'''
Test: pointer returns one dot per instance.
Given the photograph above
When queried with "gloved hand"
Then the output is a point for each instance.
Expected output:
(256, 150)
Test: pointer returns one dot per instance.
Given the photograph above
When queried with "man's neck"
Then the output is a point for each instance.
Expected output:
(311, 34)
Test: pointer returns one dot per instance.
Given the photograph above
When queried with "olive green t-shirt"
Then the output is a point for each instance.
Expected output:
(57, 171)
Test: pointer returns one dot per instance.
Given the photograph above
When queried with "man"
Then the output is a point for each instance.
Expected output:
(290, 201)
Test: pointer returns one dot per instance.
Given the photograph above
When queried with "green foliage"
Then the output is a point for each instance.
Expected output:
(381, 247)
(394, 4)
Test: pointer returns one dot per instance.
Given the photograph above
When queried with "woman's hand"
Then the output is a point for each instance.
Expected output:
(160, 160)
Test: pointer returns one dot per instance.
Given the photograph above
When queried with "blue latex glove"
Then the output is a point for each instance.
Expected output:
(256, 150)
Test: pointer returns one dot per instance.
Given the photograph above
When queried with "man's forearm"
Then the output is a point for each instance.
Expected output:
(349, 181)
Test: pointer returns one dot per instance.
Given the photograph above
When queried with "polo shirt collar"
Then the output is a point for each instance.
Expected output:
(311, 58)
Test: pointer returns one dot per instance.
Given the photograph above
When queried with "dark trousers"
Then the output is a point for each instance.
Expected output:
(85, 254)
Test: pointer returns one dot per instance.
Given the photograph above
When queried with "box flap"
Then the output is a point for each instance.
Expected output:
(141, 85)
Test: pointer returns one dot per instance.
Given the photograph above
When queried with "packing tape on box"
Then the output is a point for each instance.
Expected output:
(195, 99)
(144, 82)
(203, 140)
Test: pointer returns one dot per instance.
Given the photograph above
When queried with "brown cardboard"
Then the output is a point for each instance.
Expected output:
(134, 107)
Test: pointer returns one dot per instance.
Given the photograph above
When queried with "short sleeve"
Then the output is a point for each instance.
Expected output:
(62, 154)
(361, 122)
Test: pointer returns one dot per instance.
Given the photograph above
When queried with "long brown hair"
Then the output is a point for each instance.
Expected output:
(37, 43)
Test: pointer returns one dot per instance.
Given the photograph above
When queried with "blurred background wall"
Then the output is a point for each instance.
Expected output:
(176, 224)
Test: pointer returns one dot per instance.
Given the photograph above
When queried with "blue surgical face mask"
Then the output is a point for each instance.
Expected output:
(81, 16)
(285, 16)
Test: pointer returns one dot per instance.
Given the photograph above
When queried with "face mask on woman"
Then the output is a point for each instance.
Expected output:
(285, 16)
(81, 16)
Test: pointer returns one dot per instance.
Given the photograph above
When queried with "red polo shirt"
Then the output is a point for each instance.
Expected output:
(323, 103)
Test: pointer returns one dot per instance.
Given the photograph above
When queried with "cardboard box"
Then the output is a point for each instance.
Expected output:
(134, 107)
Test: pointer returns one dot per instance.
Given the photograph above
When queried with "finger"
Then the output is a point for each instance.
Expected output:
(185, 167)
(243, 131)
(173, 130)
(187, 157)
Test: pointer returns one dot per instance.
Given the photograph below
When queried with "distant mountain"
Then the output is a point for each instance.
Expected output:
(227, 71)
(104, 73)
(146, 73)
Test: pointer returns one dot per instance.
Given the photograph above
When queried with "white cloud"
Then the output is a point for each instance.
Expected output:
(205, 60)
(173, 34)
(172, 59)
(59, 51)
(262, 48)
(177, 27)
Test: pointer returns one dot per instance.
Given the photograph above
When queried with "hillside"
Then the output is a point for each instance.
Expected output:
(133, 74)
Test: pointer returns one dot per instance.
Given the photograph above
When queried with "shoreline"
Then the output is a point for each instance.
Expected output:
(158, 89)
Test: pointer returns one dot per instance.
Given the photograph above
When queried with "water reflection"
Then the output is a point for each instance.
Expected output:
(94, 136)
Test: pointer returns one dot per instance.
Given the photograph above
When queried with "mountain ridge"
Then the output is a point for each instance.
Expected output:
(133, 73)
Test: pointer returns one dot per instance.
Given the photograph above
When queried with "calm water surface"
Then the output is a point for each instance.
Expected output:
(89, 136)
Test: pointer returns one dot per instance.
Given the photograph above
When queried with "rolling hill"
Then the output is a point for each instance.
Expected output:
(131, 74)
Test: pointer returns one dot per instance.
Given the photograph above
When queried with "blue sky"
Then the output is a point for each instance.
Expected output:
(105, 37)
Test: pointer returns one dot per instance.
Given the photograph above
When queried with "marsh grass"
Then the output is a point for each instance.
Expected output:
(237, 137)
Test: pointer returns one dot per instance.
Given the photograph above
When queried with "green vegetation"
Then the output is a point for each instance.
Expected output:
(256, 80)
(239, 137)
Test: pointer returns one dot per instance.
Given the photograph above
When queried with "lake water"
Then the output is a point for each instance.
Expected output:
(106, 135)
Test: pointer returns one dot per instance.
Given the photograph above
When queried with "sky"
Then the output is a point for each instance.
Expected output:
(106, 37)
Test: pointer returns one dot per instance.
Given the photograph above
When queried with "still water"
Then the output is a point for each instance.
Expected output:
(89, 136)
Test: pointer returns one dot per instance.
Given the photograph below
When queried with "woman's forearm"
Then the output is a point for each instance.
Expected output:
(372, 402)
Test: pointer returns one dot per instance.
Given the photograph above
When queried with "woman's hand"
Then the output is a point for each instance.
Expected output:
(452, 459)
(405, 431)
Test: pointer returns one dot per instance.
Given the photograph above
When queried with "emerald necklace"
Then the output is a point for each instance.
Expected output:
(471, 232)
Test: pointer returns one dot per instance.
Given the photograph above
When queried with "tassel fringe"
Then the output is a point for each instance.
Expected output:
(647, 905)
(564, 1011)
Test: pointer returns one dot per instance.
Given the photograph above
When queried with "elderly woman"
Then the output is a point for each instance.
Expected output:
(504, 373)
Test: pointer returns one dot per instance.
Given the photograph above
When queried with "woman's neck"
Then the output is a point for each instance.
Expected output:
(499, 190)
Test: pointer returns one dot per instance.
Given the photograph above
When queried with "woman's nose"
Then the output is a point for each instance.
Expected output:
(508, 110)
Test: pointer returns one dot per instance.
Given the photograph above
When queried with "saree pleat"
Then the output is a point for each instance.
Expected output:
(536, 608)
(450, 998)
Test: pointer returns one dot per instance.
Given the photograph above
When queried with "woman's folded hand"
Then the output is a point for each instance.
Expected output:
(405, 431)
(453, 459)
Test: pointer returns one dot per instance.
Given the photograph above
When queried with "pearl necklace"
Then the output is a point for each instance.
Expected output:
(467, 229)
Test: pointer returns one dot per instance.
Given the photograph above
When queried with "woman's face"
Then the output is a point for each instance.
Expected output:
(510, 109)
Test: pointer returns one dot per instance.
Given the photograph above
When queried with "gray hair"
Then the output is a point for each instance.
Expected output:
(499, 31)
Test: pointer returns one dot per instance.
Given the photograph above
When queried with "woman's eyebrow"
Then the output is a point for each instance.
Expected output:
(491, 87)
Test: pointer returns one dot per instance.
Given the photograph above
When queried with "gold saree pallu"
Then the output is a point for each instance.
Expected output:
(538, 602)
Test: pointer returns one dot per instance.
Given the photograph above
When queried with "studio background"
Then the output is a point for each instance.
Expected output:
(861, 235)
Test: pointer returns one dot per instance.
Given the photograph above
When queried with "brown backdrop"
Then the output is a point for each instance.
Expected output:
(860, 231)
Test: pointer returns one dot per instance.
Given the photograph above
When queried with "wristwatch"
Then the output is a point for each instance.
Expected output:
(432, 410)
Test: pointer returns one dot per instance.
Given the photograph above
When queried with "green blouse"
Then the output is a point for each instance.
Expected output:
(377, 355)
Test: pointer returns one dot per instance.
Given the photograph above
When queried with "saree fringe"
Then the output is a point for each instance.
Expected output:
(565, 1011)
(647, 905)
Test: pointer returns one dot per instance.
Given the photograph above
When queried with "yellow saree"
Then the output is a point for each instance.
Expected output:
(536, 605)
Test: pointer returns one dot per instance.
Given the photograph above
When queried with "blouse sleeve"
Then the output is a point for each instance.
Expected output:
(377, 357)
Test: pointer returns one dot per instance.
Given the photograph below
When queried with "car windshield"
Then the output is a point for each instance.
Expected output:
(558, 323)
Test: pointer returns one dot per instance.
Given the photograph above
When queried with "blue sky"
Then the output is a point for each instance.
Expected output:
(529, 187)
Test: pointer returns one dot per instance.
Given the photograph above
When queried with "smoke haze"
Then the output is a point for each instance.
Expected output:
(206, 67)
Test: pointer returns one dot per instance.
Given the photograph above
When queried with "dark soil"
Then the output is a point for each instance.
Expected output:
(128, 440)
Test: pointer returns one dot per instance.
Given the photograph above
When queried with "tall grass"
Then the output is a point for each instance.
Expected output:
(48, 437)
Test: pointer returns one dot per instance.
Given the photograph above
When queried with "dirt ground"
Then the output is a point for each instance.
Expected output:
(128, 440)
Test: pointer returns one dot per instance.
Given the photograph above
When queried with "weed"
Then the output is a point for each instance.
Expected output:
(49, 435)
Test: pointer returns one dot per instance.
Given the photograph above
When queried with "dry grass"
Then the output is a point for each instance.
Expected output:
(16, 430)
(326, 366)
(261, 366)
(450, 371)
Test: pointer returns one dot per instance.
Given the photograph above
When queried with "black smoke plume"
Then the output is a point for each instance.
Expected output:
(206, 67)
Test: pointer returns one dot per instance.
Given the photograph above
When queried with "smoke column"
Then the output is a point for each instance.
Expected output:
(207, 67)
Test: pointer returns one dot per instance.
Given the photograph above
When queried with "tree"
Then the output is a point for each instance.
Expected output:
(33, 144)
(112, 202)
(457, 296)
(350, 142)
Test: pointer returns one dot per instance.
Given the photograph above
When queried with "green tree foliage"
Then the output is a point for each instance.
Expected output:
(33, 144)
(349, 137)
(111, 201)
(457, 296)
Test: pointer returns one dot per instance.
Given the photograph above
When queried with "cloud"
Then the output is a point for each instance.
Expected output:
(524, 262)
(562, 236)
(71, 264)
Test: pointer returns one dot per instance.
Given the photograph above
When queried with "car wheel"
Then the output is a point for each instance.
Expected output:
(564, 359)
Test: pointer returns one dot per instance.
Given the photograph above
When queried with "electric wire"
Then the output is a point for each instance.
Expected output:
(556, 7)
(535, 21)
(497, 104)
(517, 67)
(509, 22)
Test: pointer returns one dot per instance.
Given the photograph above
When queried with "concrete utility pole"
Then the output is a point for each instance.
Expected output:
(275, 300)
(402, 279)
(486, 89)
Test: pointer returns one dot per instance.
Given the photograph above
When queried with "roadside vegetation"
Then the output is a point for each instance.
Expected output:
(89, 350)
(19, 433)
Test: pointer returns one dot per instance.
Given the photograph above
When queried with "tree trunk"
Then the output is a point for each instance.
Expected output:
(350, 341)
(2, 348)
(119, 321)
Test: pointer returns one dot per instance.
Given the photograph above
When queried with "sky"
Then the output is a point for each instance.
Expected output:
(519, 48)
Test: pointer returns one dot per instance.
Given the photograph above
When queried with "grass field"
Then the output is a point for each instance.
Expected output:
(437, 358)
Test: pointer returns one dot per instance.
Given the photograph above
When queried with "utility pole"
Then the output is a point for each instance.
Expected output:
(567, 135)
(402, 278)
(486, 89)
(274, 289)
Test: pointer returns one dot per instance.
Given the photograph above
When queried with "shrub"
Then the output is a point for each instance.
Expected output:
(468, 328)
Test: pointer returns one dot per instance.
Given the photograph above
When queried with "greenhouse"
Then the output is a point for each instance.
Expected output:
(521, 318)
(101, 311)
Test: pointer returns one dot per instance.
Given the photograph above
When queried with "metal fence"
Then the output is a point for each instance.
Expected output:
'''
Return every line of the entries above that contains the word "polo". Copy each of those lines in full.

**Exercise response**.
When queried with "polo shirt collar"
When queried with "red polo shirt"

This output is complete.